Action item:
Answer these questions using the text about economic opportunity.
1. What kind of work does Dave handle now that new-home construction in Detroit has all but disappeared?
2. According to the Heartland Monitor poll, about what share of blacks nationally believe they enjoy greater economic opportunity than their parents did at the same age?
3. What crop did Betty Stewart pick in Union County?

Text segment:
Yesterday, Christine had called Dave on her way up to the cottage. He told her he hoped to join her that night. But he had a home-repair job to finish—the housing bust all but eradicated new-home construction in Detroit, so Dave handles less-lucrative repair and remodels now—and he was already sounding pessimistic that he’d make it on time, if at all.
Waiting for Dave, Christine and her sister-in-law sit with their feet atop the break wall, watching from the front yard of the cottage as their children play in the waves. “You’ve got to hope it will get better for your kids,” Christine says. “If not, what do you have?” The children will need more education that she got, but college tuition is getting out of reach. “It’s a vicious cycle.”
Those attitudes typify the working-class white perspective across the country. A recent Allstate/National Journal Heartland Monitor poll found that whites without college degrees are just as likely to believe they have fewer opportunities than their parents did as they are to believe they have more. Only a quarter of whites believe that their children will have more chances to get ahead than they do.
Dave Miller wrestles with pessimism, too. “I’m going to work my ass off to see [my children] have better opportunities than us,” he says over breakfast at a Detroit-area diner. He just finished a 24-hour shift at the station and needs to wrap up that home repair. The cottage will have to wait.
For blacks in South Carolina, the road into the working class ran from fields to cities and factories. Tierra Stewart’s grandmother, Betty Stewart, picked cotton in Union County when soybeans, peach trees, and apple orchards also dotted the landscape there. Agriculture eventually yielded to the booming textile industry, and then to factories where Tierra’s aunts and uncle worked eight-hour shifts baking frozen dinners and building luxury cars.
Nationally, about two-thirds of blacks believe they enjoy greater economic opportunity than their parents did at the same age, double the percentage for whites, according to the Heartland Monitor poll. Only one in eight say they have less opportunity. Nearly three in five believe that their children will find even more chances to get ahead than they have.
It’s easy to see why Tierra believes she’ll do better than her parents. Her mother shuttled between jobs, working for an Adidas plant or for the payroll department of a health care company. Tierra never remembers her father holding down steady work apart from the occasional construction job. Later, he landed in jail for fatally shooting his girlfriend in a domestic dispute.

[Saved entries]
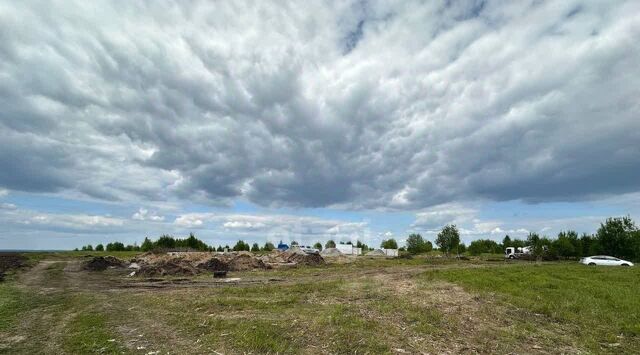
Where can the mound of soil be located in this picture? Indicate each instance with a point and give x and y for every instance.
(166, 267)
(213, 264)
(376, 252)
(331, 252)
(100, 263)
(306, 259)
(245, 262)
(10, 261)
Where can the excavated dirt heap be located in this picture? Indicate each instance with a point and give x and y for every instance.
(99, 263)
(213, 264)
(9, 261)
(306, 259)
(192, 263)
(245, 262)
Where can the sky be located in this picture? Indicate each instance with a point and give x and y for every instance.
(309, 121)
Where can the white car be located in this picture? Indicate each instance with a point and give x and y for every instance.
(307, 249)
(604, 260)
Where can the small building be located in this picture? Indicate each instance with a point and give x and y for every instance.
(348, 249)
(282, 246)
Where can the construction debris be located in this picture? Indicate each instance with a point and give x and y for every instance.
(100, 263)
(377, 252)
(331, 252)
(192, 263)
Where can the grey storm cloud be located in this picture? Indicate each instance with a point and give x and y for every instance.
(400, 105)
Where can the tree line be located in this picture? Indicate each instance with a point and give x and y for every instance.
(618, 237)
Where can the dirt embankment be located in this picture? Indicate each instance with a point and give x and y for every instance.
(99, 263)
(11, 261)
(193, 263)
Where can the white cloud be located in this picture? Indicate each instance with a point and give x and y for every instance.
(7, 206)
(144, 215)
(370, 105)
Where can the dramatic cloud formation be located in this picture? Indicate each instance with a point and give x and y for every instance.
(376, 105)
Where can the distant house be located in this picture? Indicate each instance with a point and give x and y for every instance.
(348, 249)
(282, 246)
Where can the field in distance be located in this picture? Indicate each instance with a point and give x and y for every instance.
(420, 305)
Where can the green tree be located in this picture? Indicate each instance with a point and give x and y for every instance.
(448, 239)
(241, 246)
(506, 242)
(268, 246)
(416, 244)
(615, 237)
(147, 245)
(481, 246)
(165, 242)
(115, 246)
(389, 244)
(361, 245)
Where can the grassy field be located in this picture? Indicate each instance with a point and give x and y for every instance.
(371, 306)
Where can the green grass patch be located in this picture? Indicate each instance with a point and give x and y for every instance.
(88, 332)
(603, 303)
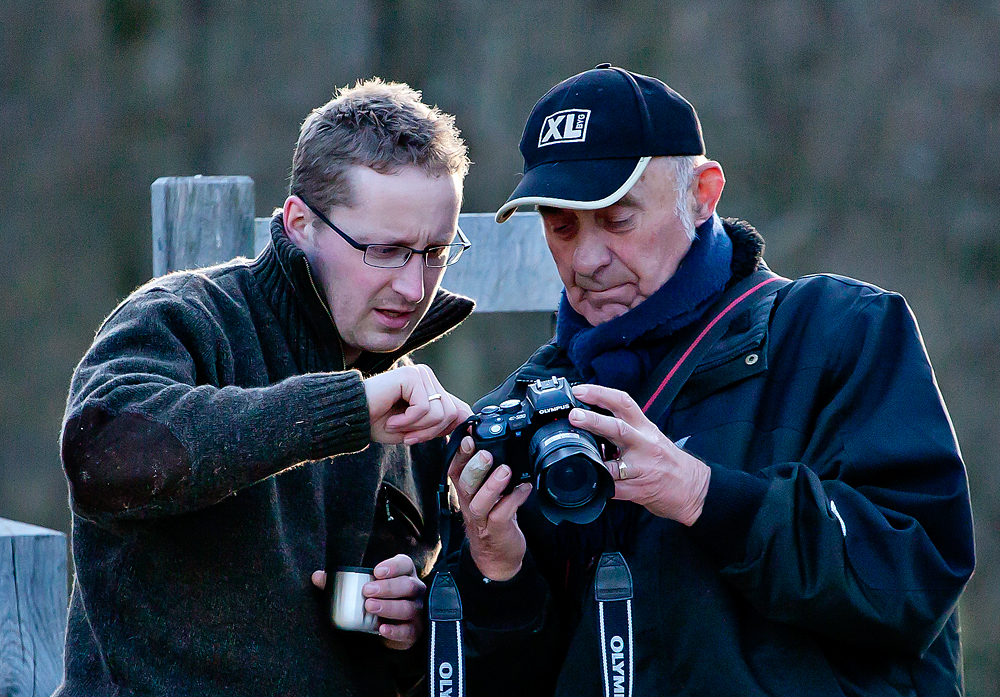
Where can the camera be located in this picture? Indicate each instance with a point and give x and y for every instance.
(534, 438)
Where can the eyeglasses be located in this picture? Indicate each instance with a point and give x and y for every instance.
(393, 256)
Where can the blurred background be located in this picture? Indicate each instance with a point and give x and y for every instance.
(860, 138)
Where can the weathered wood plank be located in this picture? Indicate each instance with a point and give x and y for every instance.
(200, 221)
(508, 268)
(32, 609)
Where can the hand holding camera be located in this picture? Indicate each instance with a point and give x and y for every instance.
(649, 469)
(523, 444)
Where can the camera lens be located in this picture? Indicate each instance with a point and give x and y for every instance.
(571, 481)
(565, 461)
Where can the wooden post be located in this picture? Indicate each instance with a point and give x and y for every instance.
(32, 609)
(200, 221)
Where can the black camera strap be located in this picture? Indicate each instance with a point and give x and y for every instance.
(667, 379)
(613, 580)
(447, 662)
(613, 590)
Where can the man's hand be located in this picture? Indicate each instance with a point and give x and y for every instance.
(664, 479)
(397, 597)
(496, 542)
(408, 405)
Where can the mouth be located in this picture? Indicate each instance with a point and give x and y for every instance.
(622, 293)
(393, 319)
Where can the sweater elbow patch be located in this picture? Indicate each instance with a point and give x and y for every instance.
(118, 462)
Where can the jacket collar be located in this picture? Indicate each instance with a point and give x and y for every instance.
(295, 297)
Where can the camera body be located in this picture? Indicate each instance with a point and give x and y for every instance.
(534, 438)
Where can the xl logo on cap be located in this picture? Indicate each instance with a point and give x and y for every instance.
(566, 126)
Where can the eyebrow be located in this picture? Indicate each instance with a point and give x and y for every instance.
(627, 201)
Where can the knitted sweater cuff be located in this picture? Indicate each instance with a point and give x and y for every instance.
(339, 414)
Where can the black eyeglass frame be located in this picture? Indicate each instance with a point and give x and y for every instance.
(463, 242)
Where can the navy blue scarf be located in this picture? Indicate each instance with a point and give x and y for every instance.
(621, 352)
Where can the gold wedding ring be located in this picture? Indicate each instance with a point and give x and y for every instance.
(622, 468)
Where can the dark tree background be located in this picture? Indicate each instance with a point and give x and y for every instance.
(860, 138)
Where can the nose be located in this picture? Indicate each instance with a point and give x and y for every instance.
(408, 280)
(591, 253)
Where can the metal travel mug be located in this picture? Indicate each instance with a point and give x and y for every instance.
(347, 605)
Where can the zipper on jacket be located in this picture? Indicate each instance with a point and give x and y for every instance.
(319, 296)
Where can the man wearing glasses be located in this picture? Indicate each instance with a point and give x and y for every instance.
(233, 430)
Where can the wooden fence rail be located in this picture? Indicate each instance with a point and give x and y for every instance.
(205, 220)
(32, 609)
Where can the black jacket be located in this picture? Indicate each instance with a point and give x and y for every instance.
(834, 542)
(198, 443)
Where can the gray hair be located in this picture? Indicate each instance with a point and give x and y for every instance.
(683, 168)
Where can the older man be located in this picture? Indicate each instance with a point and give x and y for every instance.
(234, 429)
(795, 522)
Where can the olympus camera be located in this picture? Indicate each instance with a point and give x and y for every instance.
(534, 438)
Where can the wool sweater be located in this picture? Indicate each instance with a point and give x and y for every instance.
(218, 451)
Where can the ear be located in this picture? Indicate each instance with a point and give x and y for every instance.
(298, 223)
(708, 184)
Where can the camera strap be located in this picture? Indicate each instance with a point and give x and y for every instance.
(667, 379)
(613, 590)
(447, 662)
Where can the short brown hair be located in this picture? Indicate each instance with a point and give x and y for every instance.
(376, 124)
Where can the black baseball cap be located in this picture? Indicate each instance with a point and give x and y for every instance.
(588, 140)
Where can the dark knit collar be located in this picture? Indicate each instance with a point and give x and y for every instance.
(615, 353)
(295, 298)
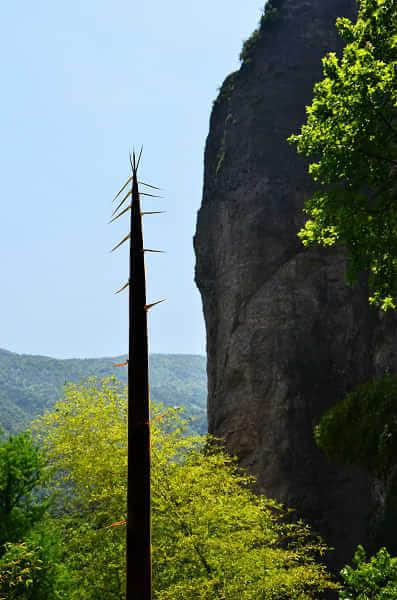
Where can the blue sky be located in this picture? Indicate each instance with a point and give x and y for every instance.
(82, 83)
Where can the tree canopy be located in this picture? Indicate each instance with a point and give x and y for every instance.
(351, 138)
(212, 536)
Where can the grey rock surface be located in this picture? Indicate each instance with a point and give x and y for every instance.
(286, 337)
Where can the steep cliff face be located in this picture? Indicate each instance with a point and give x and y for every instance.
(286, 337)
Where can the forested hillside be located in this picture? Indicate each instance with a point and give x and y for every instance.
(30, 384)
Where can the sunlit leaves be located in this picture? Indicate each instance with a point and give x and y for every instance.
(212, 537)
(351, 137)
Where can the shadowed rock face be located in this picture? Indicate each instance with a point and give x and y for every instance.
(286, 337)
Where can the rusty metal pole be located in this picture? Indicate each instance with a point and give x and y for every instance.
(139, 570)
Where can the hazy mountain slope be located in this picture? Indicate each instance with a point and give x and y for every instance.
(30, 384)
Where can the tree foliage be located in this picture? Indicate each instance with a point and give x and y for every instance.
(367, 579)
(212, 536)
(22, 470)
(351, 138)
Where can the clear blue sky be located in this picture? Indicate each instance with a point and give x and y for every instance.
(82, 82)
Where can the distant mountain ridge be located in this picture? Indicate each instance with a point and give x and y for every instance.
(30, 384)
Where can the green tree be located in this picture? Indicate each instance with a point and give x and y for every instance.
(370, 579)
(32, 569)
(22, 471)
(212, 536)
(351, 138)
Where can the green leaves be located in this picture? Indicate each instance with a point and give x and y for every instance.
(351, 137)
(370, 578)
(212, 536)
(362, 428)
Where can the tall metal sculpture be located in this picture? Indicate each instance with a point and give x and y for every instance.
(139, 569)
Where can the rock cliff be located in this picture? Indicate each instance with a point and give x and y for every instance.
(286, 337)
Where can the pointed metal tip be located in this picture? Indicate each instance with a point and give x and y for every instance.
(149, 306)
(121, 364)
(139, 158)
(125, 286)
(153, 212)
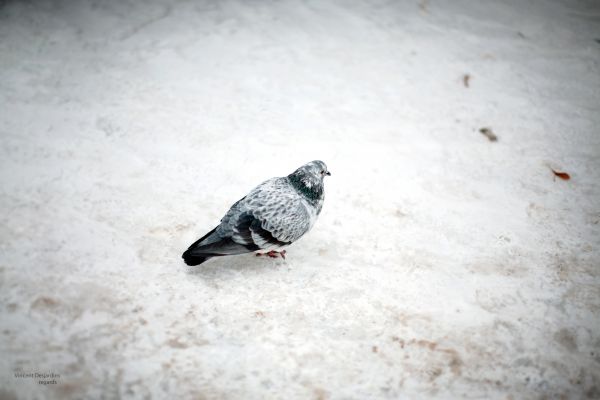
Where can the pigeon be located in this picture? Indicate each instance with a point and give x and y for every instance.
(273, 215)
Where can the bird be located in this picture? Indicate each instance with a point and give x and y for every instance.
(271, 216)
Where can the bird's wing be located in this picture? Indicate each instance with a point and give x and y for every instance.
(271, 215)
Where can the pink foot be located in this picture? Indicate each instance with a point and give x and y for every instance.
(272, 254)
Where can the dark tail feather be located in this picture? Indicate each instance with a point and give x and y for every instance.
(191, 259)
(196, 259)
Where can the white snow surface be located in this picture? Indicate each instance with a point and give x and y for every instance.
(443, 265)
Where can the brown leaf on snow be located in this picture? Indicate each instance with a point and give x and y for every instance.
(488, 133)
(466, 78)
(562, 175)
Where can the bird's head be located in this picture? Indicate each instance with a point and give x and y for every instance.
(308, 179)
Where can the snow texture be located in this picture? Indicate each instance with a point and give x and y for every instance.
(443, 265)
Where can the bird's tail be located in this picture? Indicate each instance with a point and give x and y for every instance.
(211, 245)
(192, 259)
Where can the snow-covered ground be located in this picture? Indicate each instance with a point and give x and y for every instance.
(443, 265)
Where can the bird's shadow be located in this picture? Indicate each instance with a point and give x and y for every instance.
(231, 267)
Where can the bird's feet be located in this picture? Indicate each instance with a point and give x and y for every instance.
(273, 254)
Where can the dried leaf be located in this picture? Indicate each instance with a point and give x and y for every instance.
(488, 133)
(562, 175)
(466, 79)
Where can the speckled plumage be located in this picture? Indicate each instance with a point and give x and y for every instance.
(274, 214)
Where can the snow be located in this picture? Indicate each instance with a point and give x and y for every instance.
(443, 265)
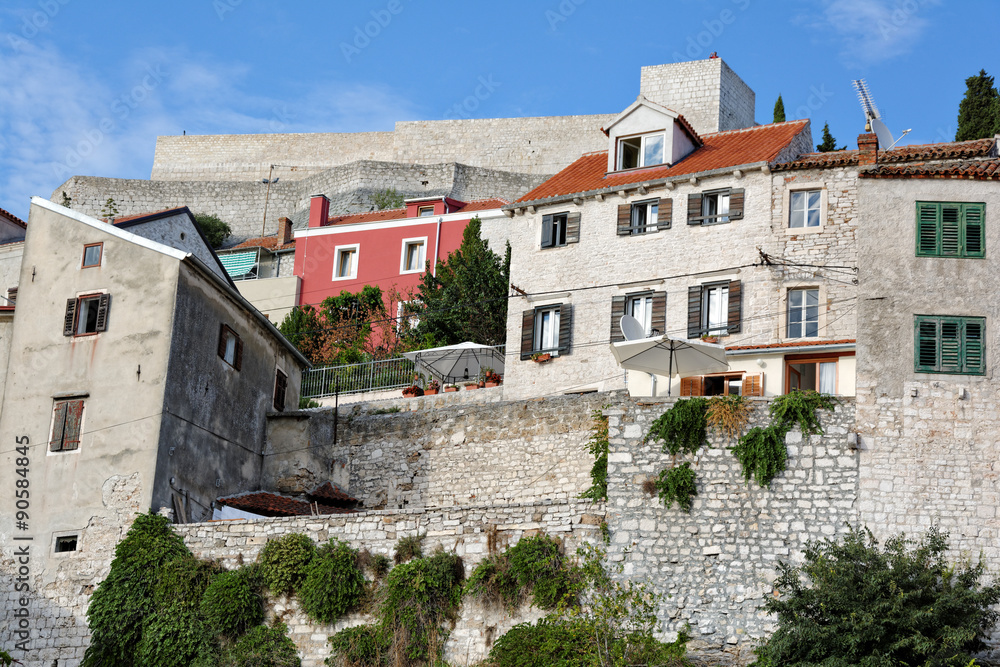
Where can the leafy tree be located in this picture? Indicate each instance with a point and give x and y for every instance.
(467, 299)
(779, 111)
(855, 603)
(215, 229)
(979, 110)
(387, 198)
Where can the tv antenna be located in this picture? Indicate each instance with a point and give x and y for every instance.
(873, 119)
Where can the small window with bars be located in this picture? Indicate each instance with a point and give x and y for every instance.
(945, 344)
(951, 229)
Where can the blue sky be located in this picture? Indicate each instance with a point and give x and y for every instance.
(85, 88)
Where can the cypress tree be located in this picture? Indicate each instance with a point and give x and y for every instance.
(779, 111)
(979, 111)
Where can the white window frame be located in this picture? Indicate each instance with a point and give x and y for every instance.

Solution to this exercise:
1. Less-lucrative repair and remodels.
2. About two-thirds.
3. Cotton.